Print this span of the material below exactly: the line with "stem shown in the photo above.", the line with "tip shown in the photo above.", and every line between them, but nothing else.

Supplied data Start Marker

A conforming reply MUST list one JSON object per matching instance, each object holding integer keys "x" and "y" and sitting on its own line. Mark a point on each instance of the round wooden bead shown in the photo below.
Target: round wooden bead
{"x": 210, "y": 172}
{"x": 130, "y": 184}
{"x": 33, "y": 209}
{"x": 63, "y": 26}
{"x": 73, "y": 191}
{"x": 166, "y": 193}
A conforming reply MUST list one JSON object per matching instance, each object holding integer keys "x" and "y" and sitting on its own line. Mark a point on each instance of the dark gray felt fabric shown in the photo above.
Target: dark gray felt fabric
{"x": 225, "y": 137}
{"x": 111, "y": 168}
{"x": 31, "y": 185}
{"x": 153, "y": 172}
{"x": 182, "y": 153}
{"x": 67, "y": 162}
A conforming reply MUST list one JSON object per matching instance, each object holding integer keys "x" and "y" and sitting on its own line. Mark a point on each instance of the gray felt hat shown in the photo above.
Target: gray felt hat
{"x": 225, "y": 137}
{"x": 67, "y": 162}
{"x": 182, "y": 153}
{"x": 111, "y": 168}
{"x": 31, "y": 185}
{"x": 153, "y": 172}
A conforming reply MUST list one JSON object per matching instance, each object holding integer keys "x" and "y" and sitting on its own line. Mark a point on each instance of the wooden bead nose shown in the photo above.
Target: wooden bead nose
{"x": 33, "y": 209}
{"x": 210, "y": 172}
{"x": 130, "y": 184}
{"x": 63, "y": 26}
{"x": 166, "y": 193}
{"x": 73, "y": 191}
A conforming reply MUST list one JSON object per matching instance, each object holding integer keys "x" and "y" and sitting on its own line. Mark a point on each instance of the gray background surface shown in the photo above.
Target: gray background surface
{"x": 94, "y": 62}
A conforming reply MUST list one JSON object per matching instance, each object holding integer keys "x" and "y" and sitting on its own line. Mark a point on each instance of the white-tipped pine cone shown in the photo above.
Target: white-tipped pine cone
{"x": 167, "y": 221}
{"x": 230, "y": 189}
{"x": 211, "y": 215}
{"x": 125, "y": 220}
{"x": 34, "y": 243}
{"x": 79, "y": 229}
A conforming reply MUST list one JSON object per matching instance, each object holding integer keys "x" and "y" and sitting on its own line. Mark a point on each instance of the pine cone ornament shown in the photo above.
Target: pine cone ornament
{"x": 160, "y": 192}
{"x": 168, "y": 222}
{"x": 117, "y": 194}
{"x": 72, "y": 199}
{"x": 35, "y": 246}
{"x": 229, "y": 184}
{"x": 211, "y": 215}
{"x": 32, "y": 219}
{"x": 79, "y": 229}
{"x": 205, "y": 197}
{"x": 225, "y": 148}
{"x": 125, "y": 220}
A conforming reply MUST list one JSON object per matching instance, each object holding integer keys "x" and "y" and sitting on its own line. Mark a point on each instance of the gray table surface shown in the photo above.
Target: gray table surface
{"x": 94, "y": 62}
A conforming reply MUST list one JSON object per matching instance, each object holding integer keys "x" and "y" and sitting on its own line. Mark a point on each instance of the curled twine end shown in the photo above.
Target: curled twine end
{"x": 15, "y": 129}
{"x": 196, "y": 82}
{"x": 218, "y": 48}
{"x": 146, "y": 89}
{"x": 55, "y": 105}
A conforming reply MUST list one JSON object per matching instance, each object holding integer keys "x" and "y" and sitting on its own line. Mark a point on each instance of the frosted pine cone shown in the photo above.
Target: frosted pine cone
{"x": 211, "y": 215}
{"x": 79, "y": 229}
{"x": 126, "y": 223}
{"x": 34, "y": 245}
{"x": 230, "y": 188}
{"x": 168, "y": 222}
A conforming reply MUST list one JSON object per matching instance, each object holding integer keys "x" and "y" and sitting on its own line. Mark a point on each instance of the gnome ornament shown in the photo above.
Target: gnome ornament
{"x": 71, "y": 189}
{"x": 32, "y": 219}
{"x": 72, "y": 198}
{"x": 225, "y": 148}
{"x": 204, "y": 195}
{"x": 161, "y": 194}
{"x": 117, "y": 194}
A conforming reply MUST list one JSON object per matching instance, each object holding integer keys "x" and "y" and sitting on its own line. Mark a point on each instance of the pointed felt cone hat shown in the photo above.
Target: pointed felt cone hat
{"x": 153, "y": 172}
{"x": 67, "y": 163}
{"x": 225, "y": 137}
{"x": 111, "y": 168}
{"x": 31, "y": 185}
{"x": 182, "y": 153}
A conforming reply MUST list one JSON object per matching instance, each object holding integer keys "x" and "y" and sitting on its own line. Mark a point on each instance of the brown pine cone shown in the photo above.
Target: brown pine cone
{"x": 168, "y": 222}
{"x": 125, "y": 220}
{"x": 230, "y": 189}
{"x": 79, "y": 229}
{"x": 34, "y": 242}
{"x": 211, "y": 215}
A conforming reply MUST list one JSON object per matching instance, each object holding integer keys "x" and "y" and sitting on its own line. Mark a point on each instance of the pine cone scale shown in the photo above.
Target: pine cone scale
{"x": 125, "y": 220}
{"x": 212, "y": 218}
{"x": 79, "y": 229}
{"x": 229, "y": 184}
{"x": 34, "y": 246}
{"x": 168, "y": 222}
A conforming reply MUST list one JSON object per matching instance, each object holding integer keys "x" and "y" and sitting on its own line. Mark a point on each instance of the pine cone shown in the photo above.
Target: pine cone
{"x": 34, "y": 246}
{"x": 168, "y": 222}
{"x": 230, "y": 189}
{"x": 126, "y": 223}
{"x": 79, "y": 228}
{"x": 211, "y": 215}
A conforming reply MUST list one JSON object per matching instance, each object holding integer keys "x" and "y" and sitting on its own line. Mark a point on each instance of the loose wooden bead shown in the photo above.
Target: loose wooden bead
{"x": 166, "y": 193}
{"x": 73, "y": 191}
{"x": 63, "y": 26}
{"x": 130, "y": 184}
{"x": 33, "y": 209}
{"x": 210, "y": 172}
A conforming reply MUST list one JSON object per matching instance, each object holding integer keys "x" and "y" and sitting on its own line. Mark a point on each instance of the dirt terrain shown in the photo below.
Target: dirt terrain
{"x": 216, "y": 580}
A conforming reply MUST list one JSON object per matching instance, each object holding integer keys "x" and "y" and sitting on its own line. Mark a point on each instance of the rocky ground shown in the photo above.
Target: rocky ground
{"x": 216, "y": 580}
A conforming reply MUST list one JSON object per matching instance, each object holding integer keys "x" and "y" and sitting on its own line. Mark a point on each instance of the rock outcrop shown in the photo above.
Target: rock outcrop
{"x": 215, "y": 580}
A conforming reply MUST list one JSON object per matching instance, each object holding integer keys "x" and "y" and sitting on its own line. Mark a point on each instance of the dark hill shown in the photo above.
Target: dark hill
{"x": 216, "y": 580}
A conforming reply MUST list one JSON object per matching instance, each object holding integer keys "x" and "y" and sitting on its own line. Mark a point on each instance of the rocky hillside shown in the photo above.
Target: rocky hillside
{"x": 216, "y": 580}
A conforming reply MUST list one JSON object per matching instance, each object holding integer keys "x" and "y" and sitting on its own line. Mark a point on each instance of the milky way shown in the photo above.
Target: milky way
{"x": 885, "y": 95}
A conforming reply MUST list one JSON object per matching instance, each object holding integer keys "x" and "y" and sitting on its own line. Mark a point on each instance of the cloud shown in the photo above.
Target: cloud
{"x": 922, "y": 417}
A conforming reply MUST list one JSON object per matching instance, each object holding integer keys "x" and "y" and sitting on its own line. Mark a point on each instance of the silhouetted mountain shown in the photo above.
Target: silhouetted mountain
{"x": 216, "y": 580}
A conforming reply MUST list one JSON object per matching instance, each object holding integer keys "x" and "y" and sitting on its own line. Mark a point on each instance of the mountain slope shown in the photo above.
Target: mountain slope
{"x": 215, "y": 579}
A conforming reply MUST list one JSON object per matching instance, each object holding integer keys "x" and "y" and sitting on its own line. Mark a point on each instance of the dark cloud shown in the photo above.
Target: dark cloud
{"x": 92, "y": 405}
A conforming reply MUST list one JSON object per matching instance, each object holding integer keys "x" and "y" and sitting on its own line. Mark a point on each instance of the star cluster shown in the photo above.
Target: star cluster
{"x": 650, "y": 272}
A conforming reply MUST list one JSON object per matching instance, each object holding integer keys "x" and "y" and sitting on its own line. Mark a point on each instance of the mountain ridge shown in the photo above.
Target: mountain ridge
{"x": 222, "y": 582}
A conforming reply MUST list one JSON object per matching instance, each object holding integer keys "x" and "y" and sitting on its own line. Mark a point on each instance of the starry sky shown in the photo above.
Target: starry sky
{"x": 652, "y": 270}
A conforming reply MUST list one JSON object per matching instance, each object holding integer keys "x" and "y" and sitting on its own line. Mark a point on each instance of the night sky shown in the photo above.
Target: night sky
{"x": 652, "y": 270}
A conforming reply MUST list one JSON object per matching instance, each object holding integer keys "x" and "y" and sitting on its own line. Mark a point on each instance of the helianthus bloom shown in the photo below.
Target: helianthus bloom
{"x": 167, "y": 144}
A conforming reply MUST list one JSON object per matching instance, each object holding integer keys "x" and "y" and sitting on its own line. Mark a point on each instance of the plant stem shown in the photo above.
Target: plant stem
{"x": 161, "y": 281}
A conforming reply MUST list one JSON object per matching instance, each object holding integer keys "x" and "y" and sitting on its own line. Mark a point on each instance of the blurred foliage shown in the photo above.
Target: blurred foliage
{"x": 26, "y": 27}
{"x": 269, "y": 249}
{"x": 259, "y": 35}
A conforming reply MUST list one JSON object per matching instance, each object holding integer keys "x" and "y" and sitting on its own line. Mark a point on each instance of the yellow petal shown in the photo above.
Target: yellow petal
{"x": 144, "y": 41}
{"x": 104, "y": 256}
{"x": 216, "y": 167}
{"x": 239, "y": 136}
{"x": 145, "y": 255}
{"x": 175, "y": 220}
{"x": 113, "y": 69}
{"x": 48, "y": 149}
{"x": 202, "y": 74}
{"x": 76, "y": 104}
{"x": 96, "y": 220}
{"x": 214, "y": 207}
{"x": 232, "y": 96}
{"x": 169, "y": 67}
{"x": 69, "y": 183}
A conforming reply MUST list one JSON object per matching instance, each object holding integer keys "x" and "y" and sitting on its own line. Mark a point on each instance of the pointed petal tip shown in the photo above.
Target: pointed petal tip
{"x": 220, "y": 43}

Supplied data End Marker

## Final answer
A conforming reply MUST list one JSON object per matching instance, each object holding integer keys "x" and "y" and sitting on its own line. Mark a point on each instance of the plant stem shown in the photo above.
Target: plant stem
{"x": 161, "y": 281}
A conforming reply MUST list one JSON object per matching instance, each object holding integer keys "x" and "y" and sitting on its own line. Mark a point on each instance of the blurred foliage shown in the photo above.
Target: blurred foliage
{"x": 26, "y": 27}
{"x": 269, "y": 249}
{"x": 259, "y": 35}
A conforming reply MUST list one JSON object per matching instance, each object holding integer keys "x" and "y" and sitting on its own line. Mark a point on each instance of the yellow petal shown in the photo above.
Target: yellow petal
{"x": 144, "y": 41}
{"x": 104, "y": 256}
{"x": 216, "y": 167}
{"x": 239, "y": 136}
{"x": 145, "y": 255}
{"x": 175, "y": 220}
{"x": 113, "y": 69}
{"x": 48, "y": 149}
{"x": 202, "y": 74}
{"x": 76, "y": 104}
{"x": 96, "y": 220}
{"x": 214, "y": 207}
{"x": 232, "y": 96}
{"x": 169, "y": 67}
{"x": 69, "y": 183}
A conforming reply MUST list one JSON object per matching instance, each object holding integer keys "x" and "y" and sitting on its own line. Mark a point on each instance of the pointed petal tip shown in the photo above.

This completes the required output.